> _INSTRUCTION_:
Reproduce every line of the listing below, requests included, but multiply each bounding-box coordinate by 1.85 and round it to a whole number, rounding halves up. Leave the pictures out of your answer.

> _DATA FOR PROCESSING_:
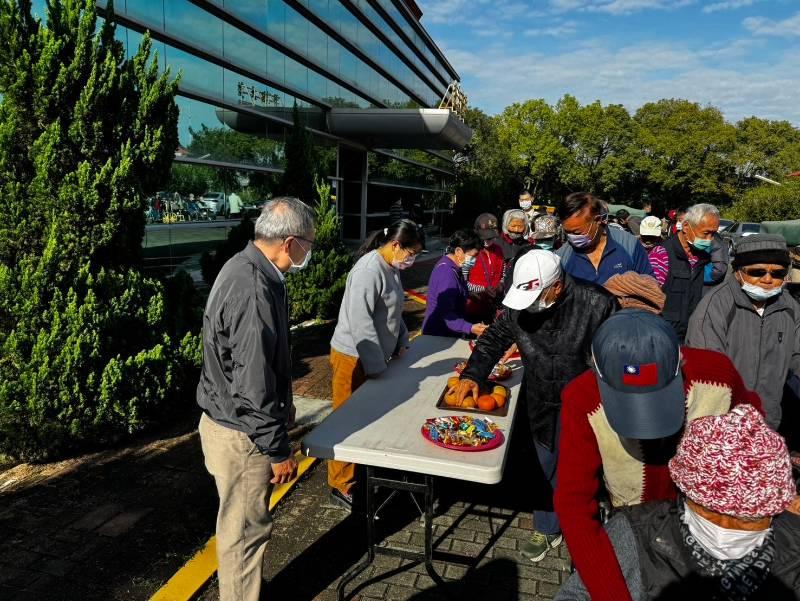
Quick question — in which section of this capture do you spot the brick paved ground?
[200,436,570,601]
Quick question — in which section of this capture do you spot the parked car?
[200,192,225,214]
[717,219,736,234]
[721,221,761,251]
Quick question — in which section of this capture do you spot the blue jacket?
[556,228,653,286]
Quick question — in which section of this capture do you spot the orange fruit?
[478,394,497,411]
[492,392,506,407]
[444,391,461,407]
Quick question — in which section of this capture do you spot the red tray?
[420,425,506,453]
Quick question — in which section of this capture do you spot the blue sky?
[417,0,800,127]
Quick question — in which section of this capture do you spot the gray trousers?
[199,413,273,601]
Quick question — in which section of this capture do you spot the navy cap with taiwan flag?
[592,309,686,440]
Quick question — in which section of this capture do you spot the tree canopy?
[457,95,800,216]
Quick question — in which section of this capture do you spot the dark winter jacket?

> _THE SOLUTION_:
Quick question — in which section of this capture do you spot the brick paved ground?
[370,807,1055,1112]
Quick question — in which section of this capture do you spot the parked car?
[370,355,416,396]
[1326,405,1362,433]
[1334,409,1408,464]
Quick question — in which section of this capture do you spot the blue jacket?
[1029,422,1208,529]
Quick question — in which section of this capture do you spot the orange fruit?
[884,729,919,760]
[910,725,936,753]
[821,723,853,753]
Quick question — in which section of this capture do you spot the red tray?
[777,786,936,838]
Quick question — in which section of this capture do you spot the blue sky?
[771,0,1480,235]
Quick question — in which section of this capture do you spot the gray trousers?
[368,764,505,1112]
Quick question — in which section of this capture do you spot the navy cap with taiwan flag?
[1095,572,1269,814]
Quick question — in which section of this capture do you spot the tree canopy?
[845,176,1480,400]
Quick question — in which section of this capture do you spot the dark winter jacket?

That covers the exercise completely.